**Objective**
Locate each line in the listing below that contains the word "green", and copy those lines out in full.

**Records for the exercise**

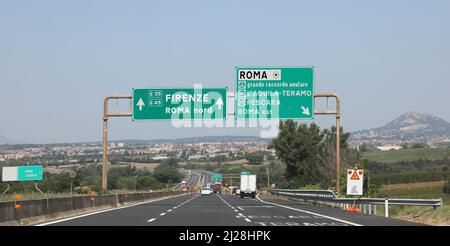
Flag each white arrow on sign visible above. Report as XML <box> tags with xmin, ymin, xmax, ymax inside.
<box><xmin>302</xmin><ymin>106</ymin><xmax>310</xmax><ymax>115</ymax></box>
<box><xmin>136</xmin><ymin>98</ymin><xmax>145</xmax><ymax>111</ymax></box>
<box><xmin>216</xmin><ymin>97</ymin><xmax>223</xmax><ymax>110</ymax></box>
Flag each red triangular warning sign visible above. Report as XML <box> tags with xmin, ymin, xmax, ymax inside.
<box><xmin>350</xmin><ymin>172</ymin><xmax>359</xmax><ymax>180</ymax></box>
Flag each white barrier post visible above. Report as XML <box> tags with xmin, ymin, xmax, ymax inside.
<box><xmin>384</xmin><ymin>196</ymin><xmax>389</xmax><ymax>218</ymax></box>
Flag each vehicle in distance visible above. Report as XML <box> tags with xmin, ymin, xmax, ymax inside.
<box><xmin>214</xmin><ymin>182</ymin><xmax>222</xmax><ymax>194</ymax></box>
<box><xmin>240</xmin><ymin>173</ymin><xmax>256</xmax><ymax>199</ymax></box>
<box><xmin>230</xmin><ymin>186</ymin><xmax>238</xmax><ymax>195</ymax></box>
<box><xmin>200</xmin><ymin>187</ymin><xmax>212</xmax><ymax>195</ymax></box>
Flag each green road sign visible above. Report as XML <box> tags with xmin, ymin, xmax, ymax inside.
<box><xmin>132</xmin><ymin>88</ymin><xmax>227</xmax><ymax>120</ymax></box>
<box><xmin>235</xmin><ymin>67</ymin><xmax>314</xmax><ymax>119</ymax></box>
<box><xmin>17</xmin><ymin>166</ymin><xmax>42</xmax><ymax>181</ymax></box>
<box><xmin>2</xmin><ymin>166</ymin><xmax>42</xmax><ymax>181</ymax></box>
<box><xmin>213</xmin><ymin>173</ymin><xmax>222</xmax><ymax>181</ymax></box>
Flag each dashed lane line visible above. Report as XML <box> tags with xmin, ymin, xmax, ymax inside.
<box><xmin>256</xmin><ymin>194</ymin><xmax>362</xmax><ymax>226</ymax></box>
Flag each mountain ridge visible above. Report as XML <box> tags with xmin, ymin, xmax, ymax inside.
<box><xmin>350</xmin><ymin>111</ymin><xmax>450</xmax><ymax>144</ymax></box>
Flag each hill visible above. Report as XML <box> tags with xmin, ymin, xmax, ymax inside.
<box><xmin>350</xmin><ymin>112</ymin><xmax>450</xmax><ymax>145</ymax></box>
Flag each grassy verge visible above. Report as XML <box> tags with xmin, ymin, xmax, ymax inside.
<box><xmin>380</xmin><ymin>182</ymin><xmax>450</xmax><ymax>225</ymax></box>
<box><xmin>362</xmin><ymin>148</ymin><xmax>450</xmax><ymax>163</ymax></box>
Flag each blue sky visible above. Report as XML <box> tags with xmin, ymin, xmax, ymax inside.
<box><xmin>0</xmin><ymin>0</ymin><xmax>450</xmax><ymax>143</ymax></box>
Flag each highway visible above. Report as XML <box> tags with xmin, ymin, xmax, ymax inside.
<box><xmin>36</xmin><ymin>171</ymin><xmax>419</xmax><ymax>226</ymax></box>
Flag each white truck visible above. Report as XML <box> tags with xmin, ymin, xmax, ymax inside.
<box><xmin>241</xmin><ymin>173</ymin><xmax>256</xmax><ymax>199</ymax></box>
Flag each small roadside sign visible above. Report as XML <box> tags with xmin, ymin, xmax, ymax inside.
<box><xmin>213</xmin><ymin>173</ymin><xmax>222</xmax><ymax>182</ymax></box>
<box><xmin>347</xmin><ymin>169</ymin><xmax>364</xmax><ymax>196</ymax></box>
<box><xmin>2</xmin><ymin>166</ymin><xmax>42</xmax><ymax>181</ymax></box>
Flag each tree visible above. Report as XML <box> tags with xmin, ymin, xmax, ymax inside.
<box><xmin>269</xmin><ymin>120</ymin><xmax>323</xmax><ymax>187</ymax></box>
<box><xmin>153</xmin><ymin>165</ymin><xmax>182</xmax><ymax>183</ymax></box>
<box><xmin>161</xmin><ymin>158</ymin><xmax>178</xmax><ymax>168</ymax></box>
<box><xmin>245</xmin><ymin>152</ymin><xmax>264</xmax><ymax>165</ymax></box>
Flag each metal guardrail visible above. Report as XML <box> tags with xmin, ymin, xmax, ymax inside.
<box><xmin>269</xmin><ymin>189</ymin><xmax>443</xmax><ymax>217</ymax></box>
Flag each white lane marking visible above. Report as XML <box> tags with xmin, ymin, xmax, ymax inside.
<box><xmin>34</xmin><ymin>193</ymin><xmax>190</xmax><ymax>226</ymax></box>
<box><xmin>216</xmin><ymin>195</ymin><xmax>251</xmax><ymax>222</ymax></box>
<box><xmin>256</xmin><ymin>194</ymin><xmax>362</xmax><ymax>226</ymax></box>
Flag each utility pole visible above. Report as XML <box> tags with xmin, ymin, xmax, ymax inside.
<box><xmin>314</xmin><ymin>92</ymin><xmax>341</xmax><ymax>196</ymax></box>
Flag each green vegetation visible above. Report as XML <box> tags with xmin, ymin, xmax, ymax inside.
<box><xmin>380</xmin><ymin>183</ymin><xmax>450</xmax><ymax>224</ymax></box>
<box><xmin>0</xmin><ymin>165</ymin><xmax>182</xmax><ymax>194</ymax></box>
<box><xmin>269</xmin><ymin>120</ymin><xmax>359</xmax><ymax>188</ymax></box>
<box><xmin>371</xmin><ymin>172</ymin><xmax>450</xmax><ymax>185</ymax></box>
<box><xmin>362</xmin><ymin>148</ymin><xmax>450</xmax><ymax>163</ymax></box>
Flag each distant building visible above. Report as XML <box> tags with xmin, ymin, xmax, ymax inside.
<box><xmin>152</xmin><ymin>155</ymin><xmax>169</xmax><ymax>160</ymax></box>
<box><xmin>377</xmin><ymin>145</ymin><xmax>402</xmax><ymax>151</ymax></box>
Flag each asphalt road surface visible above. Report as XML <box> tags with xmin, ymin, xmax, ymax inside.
<box><xmin>36</xmin><ymin>180</ymin><xmax>419</xmax><ymax>226</ymax></box>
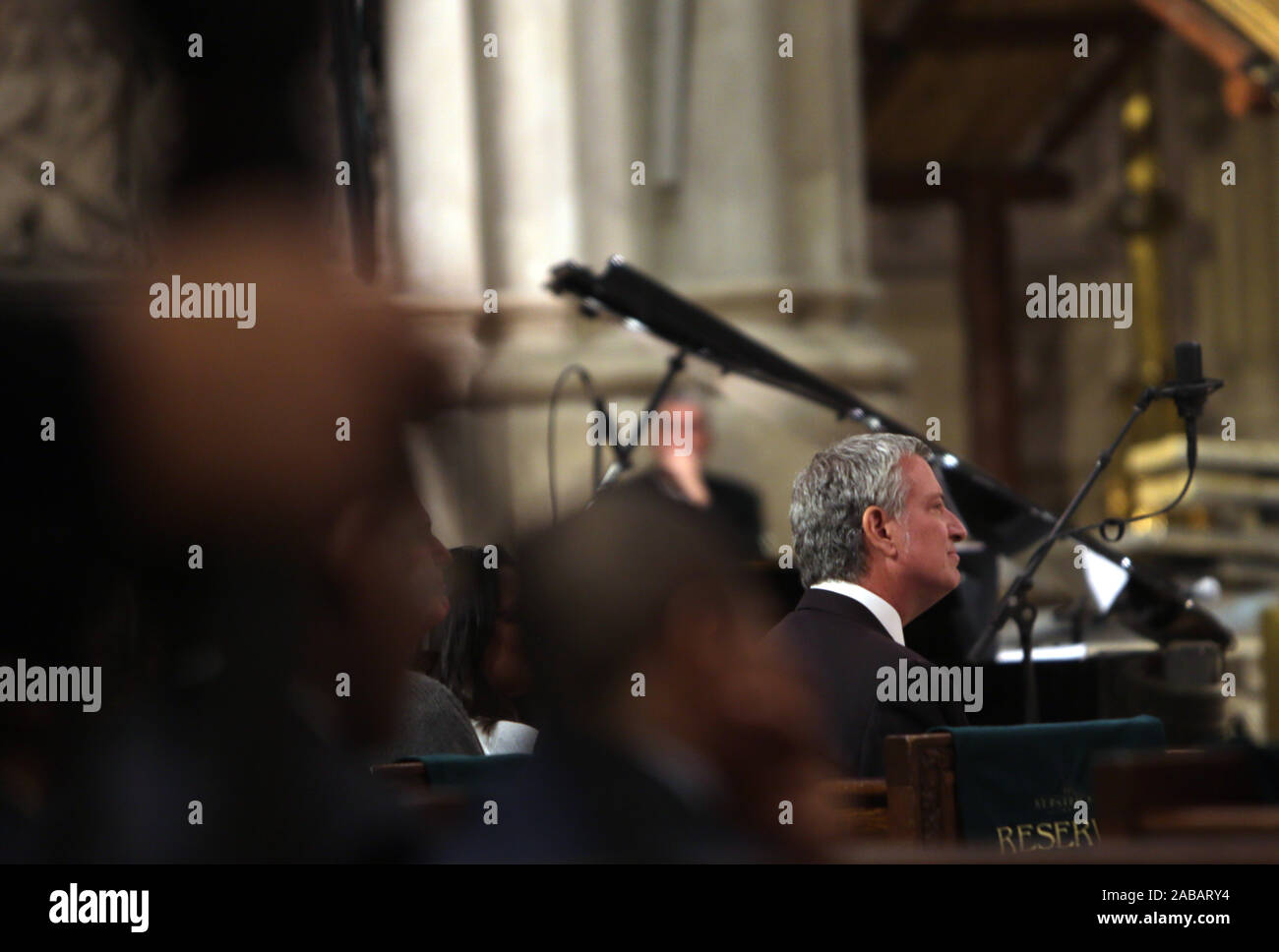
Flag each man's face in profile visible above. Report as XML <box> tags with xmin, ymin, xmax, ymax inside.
<box><xmin>898</xmin><ymin>453</ymin><xmax>968</xmax><ymax>605</ymax></box>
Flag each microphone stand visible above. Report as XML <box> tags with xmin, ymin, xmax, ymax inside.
<box><xmin>968</xmin><ymin>387</ymin><xmax>1168</xmax><ymax>723</ymax></box>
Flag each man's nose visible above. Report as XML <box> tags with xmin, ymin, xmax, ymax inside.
<box><xmin>431</xmin><ymin>533</ymin><xmax>453</xmax><ymax>568</ymax></box>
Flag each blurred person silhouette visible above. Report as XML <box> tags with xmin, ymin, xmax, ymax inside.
<box><xmin>430</xmin><ymin>546</ymin><xmax>537</xmax><ymax>754</ymax></box>
<box><xmin>438</xmin><ymin>487</ymin><xmax>835</xmax><ymax>862</ymax></box>
<box><xmin>639</xmin><ymin>384</ymin><xmax>762</xmax><ymax>560</ymax></box>
<box><xmin>30</xmin><ymin>0</ymin><xmax>469</xmax><ymax>860</ymax></box>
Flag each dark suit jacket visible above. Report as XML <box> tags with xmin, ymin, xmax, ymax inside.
<box><xmin>768</xmin><ymin>589</ymin><xmax>968</xmax><ymax>777</ymax></box>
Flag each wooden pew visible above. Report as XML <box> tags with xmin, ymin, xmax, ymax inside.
<box><xmin>883</xmin><ymin>734</ymin><xmax>959</xmax><ymax>844</ymax></box>
<box><xmin>822</xmin><ymin>778</ymin><xmax>889</xmax><ymax>838</ymax></box>
<box><xmin>1094</xmin><ymin>748</ymin><xmax>1279</xmax><ymax>836</ymax></box>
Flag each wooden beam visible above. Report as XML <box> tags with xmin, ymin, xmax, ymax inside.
<box><xmin>1018</xmin><ymin>21</ymin><xmax>1159</xmax><ymax>165</ymax></box>
<box><xmin>959</xmin><ymin>188</ymin><xmax>1020</xmax><ymax>490</ymax></box>
<box><xmin>862</xmin><ymin>0</ymin><xmax>951</xmax><ymax>114</ymax></box>
<box><xmin>1137</xmin><ymin>0</ymin><xmax>1256</xmax><ymax>73</ymax></box>
<box><xmin>869</xmin><ymin>162</ymin><xmax>1071</xmax><ymax>205</ymax></box>
<box><xmin>1137</xmin><ymin>0</ymin><xmax>1279</xmax><ymax>116</ymax></box>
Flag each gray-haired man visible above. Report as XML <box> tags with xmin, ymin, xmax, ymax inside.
<box><xmin>770</xmin><ymin>433</ymin><xmax>967</xmax><ymax>777</ymax></box>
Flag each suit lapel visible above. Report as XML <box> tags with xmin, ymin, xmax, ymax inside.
<box><xmin>796</xmin><ymin>588</ymin><xmax>896</xmax><ymax>644</ymax></box>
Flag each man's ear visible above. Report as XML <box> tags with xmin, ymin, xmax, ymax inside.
<box><xmin>862</xmin><ymin>506</ymin><xmax>896</xmax><ymax>559</ymax></box>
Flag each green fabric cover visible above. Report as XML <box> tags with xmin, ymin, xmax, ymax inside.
<box><xmin>399</xmin><ymin>754</ymin><xmax>532</xmax><ymax>789</ymax></box>
<box><xmin>934</xmin><ymin>714</ymin><xmax>1165</xmax><ymax>853</ymax></box>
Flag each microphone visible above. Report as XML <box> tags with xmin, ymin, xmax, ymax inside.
<box><xmin>1161</xmin><ymin>340</ymin><xmax>1222</xmax><ymax>472</ymax></box>
<box><xmin>1172</xmin><ymin>340</ymin><xmax>1220</xmax><ymax>422</ymax></box>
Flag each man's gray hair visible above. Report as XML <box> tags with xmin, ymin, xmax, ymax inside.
<box><xmin>790</xmin><ymin>433</ymin><xmax>933</xmax><ymax>588</ymax></box>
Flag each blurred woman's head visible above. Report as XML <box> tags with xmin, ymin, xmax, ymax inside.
<box><xmin>427</xmin><ymin>546</ymin><xmax>531</xmax><ymax>722</ymax></box>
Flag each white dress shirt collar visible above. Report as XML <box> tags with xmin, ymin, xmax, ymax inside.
<box><xmin>810</xmin><ymin>579</ymin><xmax>905</xmax><ymax>648</ymax></box>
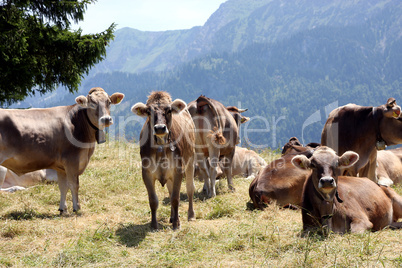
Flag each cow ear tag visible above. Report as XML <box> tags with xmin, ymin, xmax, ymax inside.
<box><xmin>169</xmin><ymin>143</ymin><xmax>176</xmax><ymax>152</ymax></box>
<box><xmin>95</xmin><ymin>129</ymin><xmax>106</xmax><ymax>144</ymax></box>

**Result for this task**
Flag each green road sign visible above. Report as XML <box> tags with xmin, ymin, xmax, ymax inside.
Flag each green vegetation visible above. Report as XML <box> tags with xmin, ymin, xmax, ymax inside.
Flag each green fabric cover visible above. Report as XML <box> tags with xmin, ymin, xmax, ymax inside.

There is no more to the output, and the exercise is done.